---------- SOURCE RECORDS ----------
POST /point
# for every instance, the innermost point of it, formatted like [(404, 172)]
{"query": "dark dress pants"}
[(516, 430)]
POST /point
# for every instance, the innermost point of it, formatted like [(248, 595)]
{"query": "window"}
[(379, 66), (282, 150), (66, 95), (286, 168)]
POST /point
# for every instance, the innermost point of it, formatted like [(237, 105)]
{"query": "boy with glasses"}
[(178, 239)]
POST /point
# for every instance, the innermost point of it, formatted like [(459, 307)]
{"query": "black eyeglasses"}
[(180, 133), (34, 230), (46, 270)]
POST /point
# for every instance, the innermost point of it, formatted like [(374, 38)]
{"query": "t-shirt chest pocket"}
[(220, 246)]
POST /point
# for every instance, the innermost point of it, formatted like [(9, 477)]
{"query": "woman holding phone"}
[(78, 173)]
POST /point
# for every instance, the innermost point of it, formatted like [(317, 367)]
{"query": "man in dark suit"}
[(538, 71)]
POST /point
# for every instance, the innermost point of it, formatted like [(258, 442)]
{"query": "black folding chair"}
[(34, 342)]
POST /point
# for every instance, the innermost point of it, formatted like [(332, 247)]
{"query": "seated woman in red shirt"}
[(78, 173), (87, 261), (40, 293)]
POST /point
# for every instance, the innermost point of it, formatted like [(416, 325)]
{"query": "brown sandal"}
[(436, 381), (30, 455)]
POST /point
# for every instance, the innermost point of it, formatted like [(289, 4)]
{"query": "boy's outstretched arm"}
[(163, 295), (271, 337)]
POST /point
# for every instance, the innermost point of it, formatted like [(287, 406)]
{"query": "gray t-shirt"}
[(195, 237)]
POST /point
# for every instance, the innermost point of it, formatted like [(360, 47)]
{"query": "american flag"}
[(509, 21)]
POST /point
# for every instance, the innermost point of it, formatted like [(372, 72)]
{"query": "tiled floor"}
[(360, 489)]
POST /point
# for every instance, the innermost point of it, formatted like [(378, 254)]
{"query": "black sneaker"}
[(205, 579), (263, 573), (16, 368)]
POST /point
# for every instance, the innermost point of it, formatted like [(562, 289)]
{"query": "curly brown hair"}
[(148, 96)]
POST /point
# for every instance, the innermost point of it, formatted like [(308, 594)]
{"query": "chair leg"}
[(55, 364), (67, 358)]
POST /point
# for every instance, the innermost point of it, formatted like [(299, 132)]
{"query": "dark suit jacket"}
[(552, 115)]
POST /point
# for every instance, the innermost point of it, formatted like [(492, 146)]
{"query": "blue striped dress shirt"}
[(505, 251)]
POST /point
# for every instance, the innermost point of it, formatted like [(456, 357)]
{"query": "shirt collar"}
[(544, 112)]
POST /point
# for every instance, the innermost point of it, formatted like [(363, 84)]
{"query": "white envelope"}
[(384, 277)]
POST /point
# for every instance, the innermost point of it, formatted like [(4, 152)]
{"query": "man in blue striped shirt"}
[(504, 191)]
----------
▶ **TO BE DONE**:
Return, unchanged, every line from the very beginning of the items down through the line that contains "[(178, 239)]", including that line.

▶ **RIGHT ANSWER**:
POST /point
# for every instance, the innermost point of it, formatted like [(404, 172)]
{"query": "dark dress pants"}
[(516, 430)]
POST /point
# for every instance, the innermost point of it, formatted like [(248, 595)]
{"query": "window"}
[(379, 66), (282, 150), (66, 95), (286, 168)]
POST /point
# for every instance, the innermost point of it, formatted like [(237, 105)]
{"query": "boy with glasses"}
[(178, 239)]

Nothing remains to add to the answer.